### Work required
Rewrite only the records starting at the line containing "One dot marks each instance of the column" and ending at the line containing "[(166, 65)]", both lines included and requests kept, with every point coordinate in the answers raised by 148.

### Provided information
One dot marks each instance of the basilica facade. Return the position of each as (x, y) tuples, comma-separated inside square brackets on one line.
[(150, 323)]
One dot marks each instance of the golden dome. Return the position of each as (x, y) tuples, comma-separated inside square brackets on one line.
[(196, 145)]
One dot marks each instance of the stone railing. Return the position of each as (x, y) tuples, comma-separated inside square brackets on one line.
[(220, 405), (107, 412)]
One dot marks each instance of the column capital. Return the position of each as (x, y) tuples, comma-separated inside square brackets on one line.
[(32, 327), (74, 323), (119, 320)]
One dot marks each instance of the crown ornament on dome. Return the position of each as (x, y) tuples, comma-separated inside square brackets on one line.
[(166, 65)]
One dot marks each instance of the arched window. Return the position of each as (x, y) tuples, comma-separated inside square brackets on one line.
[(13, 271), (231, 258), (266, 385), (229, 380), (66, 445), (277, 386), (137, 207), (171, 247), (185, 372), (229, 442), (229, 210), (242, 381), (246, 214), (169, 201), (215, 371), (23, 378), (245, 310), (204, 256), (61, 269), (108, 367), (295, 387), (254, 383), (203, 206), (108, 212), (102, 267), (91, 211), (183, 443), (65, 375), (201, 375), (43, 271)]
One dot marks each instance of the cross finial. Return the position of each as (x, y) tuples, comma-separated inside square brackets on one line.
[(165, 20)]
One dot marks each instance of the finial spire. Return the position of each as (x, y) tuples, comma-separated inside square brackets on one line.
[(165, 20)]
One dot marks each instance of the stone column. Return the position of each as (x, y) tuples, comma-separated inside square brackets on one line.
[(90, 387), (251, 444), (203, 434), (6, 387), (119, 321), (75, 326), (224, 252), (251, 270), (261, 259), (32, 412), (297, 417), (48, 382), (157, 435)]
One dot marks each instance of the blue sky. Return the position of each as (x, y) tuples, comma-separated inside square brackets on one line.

### Task solution
One dot marks each instance of the column capital. Return the position of each as (x, y) tuples, comma-separated inside square brackets on one line.
[(180, 475), (222, 471), (267, 468)]
One dot marks each instance of the crown ornament on dome. Return the position of each as (x, y) tuples, comma-separated inside square brackets on one line.
[(314, 213)]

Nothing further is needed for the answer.